SELECTED PASSAGE -
★ ★ ★

This divergence does not automatically mean Singapore experienced 22% more confirmed breaches. It does suggest something more actionable: Singapore’s digital economy is facing sustained pressure from scanning, probing, and exploitation attempts, even when overall global volumes cool. In highly digitised hubs, the attack surface is dense, the number of exposed services is larger, and the potential payoff is higher. That combination draws attention when attackers decide where to concentrate their effort.
“Attacks per organisation per week” is best read as a pressure indicator for cyberattacks, not a scoreboard of proven compromise. It reflects hostile activity observed by threat intelligence systems, including bot traffic, automated scanning, exploit attempts, and commodity delivery. In other words, many cyberattacks are attempts to find a single weak seam. Under high pressure, what changes is probability. A single overlooked asset, an unpatched internet-facing component, or a weak identity control becomes more likely to be hit during a period when cyberattacks are constantly testing the environment.
The operational danger is that pressure becomes background noise. Teams can start accepting a constant stream of alerts as normal and, in doing so, miss the handful of signals that matter. In high-volume environments, compromise often begins with something that looks ordinary, such as a valid login, a common admin tool, or a remote session that does not trigger classic malware detection.
The sector pattern reported for Singapore is also instructive because it shows where cyberattacks are most profitable. Consumer goods and services, government, business services, and financial services were among the most targeted. These sectors are not only visible online, but they also sit on the data and transaction flows that attackers value. They process personal data, manage public-facing services, and support workflows where disruption creates immediate urgency and where stolen data can enable downstream fraud. It is precisely these conditions that draw sustained cyberattacks.
A consumer platform is often rich in identities, payment links, loyalty accounts, and support processes that can be abused. Government entities represent both sensitive information and the potential for credibility-based social engineering. Business services and financial services sit at the centre of many supply chains and transactions. In each case, the target is not only the system, but it is the trust the system represents, and that trust is what persistent cyberattacks try to exploit.

★ ★ ★

RAW DATA -

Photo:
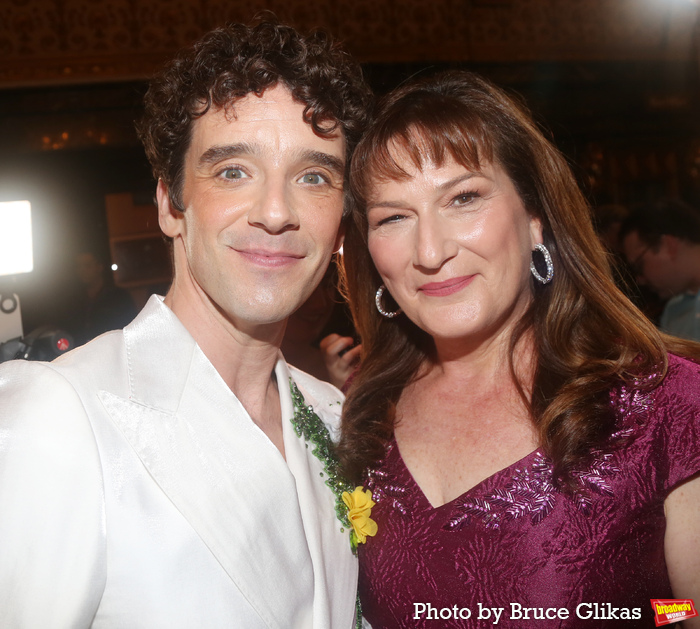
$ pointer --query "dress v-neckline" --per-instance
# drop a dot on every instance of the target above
(475, 489)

★ ★ ★

WORK REQUEST -
Retype the passage above about cyberattack pressure in Singapore word for word, from "The operational danger" to "classic malware detection.".

EXERCISE SOLUTION -
The operational danger is that pressure becomes background noise. Teams can start accepting a constant stream of alerts as normal and, in doing so, miss the handful of signals that matter. In high-volume environments, compromise often begins with something that looks ordinary, such as a valid login, a common admin tool, or a remote session that does not trigger classic malware detection.